> TASK PROMPT
Render the records below, starting at the line that contains "Q: In the image below, where is the greenhouse" and ending at the line that contains "203,0,360,92", as a JSON list of strings with one string per line. Leave out blank lines and the pictures.

───── THE INPUT ─────

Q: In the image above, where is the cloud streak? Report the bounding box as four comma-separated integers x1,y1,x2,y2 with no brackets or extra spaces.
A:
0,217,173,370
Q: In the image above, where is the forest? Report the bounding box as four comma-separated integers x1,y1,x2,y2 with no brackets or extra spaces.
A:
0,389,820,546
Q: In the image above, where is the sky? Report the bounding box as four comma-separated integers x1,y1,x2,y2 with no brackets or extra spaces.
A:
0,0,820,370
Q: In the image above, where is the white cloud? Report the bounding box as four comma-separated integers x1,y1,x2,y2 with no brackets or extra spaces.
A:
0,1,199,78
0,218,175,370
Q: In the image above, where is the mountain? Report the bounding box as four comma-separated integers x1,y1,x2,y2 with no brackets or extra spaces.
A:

─────
───── THE INPUT ─────

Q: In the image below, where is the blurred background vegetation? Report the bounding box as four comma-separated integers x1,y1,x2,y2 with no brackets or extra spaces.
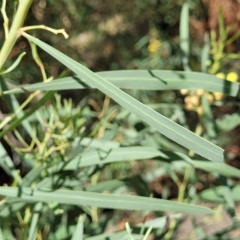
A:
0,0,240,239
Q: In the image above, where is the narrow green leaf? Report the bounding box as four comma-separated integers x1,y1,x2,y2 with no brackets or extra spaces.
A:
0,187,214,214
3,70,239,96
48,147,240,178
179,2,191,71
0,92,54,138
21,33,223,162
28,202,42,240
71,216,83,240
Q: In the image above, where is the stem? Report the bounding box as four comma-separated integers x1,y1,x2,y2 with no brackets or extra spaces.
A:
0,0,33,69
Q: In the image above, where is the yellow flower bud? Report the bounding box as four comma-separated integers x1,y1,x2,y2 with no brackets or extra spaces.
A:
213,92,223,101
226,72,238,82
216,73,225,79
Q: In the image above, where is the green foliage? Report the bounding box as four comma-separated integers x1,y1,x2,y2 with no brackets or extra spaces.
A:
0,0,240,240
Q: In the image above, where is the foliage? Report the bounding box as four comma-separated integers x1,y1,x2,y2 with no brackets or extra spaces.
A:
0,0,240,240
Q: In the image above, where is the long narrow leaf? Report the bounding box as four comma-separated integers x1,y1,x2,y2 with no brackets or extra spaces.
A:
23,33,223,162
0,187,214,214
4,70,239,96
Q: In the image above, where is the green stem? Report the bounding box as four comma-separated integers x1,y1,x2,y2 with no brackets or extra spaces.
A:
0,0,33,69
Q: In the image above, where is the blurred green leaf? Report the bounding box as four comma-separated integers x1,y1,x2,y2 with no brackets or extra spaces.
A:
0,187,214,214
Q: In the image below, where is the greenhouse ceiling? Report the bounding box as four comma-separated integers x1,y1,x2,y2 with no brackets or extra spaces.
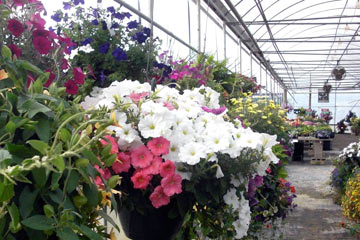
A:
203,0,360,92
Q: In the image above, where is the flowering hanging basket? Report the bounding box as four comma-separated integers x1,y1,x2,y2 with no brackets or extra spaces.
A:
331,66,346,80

─────
───── THE INPUT ─────

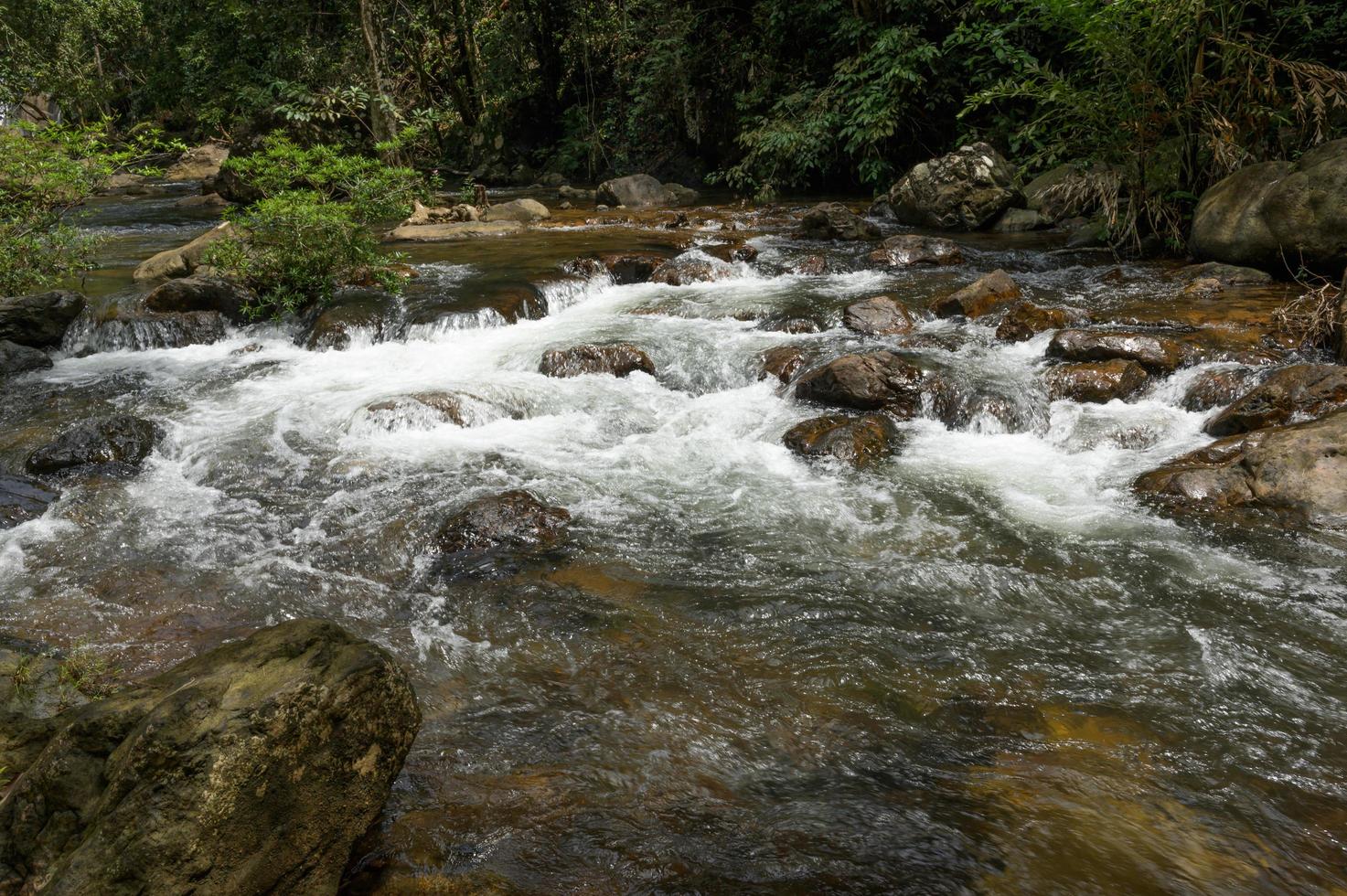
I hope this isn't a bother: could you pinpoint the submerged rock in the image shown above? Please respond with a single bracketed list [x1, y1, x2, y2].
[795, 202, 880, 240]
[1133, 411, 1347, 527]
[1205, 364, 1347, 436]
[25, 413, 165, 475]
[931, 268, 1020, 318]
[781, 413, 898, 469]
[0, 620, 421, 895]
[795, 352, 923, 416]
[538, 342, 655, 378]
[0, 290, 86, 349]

─────

> SOLUTION TO THIS PROBLEM
[
  "Q: In the image below, where is the greenhouse ceiling? Report the bounding box as four comma-separated integers x1,y1,x2,y2 with no brackets or extra spaces.",
  "A:",
  "203,0,360,92"
]